Given instruction — Edit the items below by replacing "top-left corner" with "upper-left corner" wherever it occurs, and leave everything else unchanged.
--- Provided entries ---
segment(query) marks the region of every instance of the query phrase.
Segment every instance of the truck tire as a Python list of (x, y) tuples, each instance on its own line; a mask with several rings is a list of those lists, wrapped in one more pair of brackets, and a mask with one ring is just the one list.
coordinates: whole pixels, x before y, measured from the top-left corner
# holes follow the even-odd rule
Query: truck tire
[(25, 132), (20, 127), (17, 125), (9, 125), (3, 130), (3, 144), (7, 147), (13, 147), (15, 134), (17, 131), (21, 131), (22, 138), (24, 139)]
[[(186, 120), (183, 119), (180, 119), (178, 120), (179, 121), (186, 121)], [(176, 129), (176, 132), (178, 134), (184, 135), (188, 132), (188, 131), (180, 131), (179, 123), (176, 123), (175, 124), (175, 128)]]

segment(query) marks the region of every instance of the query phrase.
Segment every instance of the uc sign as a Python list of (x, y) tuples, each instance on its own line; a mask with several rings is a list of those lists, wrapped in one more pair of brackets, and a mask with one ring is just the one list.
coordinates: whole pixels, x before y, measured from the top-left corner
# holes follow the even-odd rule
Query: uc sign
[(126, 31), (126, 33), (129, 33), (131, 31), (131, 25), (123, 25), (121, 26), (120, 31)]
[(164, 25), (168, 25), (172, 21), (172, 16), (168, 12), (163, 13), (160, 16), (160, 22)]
---
Response below —
segment(query) marks the region of every instance of the query phrase.
Segment every instance of the truck tire as a Python list of (x, y) tuples, each instance on its own line; a mask with several rings is a list of those lists, wrapped in one more pair of brackets, and a mask with one ring is just the one list.
coordinates: whole pixels, x before y, measured from the upper-left corner
# holes follow the even-odd rule
Query: truck tire
[(25, 132), (20, 127), (17, 125), (9, 125), (3, 130), (3, 144), (7, 147), (13, 147), (15, 134), (17, 131), (21, 131), (22, 138), (24, 139)]
[[(186, 120), (183, 119), (180, 119), (178, 120), (179, 121), (186, 121)], [(176, 129), (176, 132), (178, 134), (184, 135), (188, 132), (188, 131), (180, 131), (179, 123), (176, 123), (175, 124), (175, 128)]]

segment(query) marks the region of every instance of the query phrase.
Segment every instance of the uc sign as a Python list of (x, y) tuples, each instance on its own line; a mask with several rings is a list of those lists, wrapped in one more pair of brackets, and a mask with one ring is just the one list.
coordinates: whole pixels, x before y, measured from the upper-left corner
# holes follow the even-odd rule
Query: uc sign
[(126, 31), (126, 33), (129, 33), (131, 31), (131, 25), (123, 25), (121, 26), (120, 31)]
[(164, 25), (168, 25), (172, 21), (172, 16), (168, 12), (163, 13), (160, 16), (160, 22)]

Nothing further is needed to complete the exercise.